# DATA EXTRACT
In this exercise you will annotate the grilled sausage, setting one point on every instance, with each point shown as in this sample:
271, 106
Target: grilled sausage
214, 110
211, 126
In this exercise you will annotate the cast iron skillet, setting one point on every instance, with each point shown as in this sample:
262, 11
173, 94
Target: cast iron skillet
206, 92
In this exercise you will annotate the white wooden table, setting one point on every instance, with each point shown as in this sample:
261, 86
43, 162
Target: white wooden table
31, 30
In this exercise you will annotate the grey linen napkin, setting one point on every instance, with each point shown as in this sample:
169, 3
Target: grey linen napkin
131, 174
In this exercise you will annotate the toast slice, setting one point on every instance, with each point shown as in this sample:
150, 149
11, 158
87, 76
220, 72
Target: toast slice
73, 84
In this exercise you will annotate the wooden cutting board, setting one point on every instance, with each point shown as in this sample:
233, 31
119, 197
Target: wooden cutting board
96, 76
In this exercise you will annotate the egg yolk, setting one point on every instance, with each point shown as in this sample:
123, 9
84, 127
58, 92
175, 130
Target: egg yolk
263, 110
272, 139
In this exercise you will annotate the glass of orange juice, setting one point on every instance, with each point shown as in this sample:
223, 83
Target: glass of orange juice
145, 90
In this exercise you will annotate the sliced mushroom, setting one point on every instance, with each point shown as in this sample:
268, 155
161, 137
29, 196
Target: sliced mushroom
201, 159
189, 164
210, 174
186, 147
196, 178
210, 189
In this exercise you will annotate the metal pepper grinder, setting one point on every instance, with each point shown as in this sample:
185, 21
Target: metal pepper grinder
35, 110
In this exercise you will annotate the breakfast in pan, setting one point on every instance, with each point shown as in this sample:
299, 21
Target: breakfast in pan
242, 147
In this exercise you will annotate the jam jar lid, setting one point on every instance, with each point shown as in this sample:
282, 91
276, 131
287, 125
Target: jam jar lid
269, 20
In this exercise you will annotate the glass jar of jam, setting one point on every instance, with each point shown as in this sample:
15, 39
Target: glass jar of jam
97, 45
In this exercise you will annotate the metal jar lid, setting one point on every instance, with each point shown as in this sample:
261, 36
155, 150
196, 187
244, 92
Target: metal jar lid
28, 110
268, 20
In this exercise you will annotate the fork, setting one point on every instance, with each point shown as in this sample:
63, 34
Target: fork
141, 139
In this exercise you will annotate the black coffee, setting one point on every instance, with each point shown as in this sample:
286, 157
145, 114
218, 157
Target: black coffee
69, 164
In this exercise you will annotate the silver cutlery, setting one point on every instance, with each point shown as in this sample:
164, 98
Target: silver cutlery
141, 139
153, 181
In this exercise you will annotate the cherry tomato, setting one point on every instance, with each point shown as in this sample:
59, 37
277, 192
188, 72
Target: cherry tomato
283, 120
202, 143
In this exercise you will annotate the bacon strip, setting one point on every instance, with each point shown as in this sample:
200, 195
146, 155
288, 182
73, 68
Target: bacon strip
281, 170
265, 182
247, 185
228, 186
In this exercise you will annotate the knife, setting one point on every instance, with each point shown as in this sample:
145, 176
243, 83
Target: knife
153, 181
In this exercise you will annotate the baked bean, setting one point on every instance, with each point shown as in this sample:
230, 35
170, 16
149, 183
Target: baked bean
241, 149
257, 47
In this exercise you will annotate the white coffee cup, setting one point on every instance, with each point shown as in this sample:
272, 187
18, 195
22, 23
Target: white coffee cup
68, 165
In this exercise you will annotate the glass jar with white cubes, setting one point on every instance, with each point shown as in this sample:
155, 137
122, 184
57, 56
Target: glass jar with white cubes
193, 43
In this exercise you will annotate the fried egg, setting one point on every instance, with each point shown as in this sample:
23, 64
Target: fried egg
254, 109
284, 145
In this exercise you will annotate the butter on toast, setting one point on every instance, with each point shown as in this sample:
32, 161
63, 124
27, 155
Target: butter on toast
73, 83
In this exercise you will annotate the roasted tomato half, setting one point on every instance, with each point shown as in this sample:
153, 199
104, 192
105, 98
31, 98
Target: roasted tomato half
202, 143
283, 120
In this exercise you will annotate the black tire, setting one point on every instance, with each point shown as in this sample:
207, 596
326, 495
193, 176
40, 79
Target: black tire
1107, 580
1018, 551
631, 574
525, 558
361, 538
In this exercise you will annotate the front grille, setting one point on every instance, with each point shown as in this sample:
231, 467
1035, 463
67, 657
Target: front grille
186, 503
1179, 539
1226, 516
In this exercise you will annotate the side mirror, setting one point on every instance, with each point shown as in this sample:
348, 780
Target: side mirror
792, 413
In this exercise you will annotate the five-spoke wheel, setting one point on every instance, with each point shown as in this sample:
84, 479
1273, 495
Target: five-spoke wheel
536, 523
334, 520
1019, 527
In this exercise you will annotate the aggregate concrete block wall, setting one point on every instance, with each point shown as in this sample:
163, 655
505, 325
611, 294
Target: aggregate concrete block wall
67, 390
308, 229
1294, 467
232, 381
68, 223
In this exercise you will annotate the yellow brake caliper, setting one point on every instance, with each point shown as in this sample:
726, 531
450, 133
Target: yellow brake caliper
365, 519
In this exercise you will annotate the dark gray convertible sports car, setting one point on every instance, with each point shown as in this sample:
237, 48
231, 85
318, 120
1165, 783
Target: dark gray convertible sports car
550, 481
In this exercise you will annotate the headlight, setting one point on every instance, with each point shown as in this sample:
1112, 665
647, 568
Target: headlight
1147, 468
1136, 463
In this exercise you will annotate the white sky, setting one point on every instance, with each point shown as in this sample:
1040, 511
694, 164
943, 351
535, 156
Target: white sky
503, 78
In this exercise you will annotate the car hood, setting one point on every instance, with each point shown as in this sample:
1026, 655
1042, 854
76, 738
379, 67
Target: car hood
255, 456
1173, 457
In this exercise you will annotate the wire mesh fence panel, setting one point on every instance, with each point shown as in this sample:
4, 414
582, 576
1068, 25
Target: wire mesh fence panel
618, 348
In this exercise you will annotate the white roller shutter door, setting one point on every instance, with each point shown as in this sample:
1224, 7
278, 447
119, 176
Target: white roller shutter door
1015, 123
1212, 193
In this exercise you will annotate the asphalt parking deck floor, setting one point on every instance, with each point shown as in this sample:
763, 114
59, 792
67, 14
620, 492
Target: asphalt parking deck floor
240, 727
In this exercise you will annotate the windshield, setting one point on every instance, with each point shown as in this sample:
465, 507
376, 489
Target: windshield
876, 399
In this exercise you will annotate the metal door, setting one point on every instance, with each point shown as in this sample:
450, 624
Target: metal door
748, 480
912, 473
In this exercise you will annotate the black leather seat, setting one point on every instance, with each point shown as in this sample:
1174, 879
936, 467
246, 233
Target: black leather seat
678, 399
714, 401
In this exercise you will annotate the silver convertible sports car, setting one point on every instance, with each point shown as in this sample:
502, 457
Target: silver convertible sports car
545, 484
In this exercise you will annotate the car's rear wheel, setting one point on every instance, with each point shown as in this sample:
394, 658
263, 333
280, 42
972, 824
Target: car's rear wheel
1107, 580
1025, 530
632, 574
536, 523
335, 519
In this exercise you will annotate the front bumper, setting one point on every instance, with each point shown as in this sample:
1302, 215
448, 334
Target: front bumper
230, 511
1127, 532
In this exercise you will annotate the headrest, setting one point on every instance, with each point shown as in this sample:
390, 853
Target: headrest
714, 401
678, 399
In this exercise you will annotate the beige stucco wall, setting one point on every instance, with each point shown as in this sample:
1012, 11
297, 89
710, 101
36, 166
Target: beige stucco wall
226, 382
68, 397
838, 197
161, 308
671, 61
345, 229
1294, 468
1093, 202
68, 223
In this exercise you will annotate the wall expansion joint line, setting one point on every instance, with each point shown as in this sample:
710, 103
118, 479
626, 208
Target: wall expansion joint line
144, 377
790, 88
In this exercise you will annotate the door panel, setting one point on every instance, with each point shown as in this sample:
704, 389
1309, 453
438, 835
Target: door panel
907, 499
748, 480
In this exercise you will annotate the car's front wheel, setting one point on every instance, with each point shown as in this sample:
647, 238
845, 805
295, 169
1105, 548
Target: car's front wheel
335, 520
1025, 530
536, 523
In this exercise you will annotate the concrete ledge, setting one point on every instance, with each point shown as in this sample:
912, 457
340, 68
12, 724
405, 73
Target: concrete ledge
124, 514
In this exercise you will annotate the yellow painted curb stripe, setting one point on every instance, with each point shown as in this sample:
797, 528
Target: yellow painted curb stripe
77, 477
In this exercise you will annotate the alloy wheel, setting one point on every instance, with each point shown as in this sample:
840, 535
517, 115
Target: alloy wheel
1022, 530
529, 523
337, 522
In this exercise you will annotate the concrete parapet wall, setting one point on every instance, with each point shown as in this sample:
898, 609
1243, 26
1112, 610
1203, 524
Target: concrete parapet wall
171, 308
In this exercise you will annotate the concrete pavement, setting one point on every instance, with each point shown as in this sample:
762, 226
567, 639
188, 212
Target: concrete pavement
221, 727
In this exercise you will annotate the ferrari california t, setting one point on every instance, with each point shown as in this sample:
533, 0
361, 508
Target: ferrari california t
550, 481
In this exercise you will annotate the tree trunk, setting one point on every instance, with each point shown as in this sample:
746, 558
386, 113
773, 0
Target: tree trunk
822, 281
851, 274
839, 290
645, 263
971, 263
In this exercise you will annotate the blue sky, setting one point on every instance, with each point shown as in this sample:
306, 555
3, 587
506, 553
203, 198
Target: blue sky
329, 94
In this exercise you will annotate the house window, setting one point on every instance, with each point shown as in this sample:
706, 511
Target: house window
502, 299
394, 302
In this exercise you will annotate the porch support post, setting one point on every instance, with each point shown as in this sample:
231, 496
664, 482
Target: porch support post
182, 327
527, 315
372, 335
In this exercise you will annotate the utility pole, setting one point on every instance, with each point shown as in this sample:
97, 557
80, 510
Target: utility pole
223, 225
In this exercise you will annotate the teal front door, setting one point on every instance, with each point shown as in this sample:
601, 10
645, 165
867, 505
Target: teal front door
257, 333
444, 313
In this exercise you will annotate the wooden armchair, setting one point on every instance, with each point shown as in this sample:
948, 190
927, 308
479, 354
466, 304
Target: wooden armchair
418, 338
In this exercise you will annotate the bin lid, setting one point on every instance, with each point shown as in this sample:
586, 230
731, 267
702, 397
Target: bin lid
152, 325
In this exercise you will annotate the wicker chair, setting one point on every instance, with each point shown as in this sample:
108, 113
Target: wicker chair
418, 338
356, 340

# WHAT TO WORK ON
Exactly repeat the lines from the line that contains "In this exercise you will annotate the house" to the end of the entries, both included, and leave out all other lines.

# THE REPLY
In this exercise you will annotate the house window, setting one point on every instance, with each point shown as in this sample:
706, 511
Target: house window
502, 299
394, 302
In this exercise you will annotate the porch support post, setting one point on every instance, with each point shown as in this sample:
231, 496
664, 482
Target: porch support post
182, 327
527, 315
372, 335
In this exercise you will annotate the utility pole, setting one point on every instance, with each point shown as in this sample:
97, 557
80, 510
Target: utility pole
223, 225
In this exercise you will annotate the teal front door, setting one point on every instance, with each point shown as in this sample:
601, 10
645, 165
867, 505
Target: teal front door
257, 333
444, 313
In this exercise you will annotate the wooden armchair, setting one point on every instance, with each point shown as in this sample:
948, 190
927, 308
479, 354
466, 304
Target: wooden armchair
418, 338
In this exercise you will annotate the bin lid, setting one point on every instance, with each point shown as in this sample:
586, 230
731, 267
702, 397
Target: bin lid
152, 325
In this exercise you will annotate the wicker chair, setting one point on every instance, with each point shown as in this sample:
108, 113
Target: wicker chair
418, 338
356, 340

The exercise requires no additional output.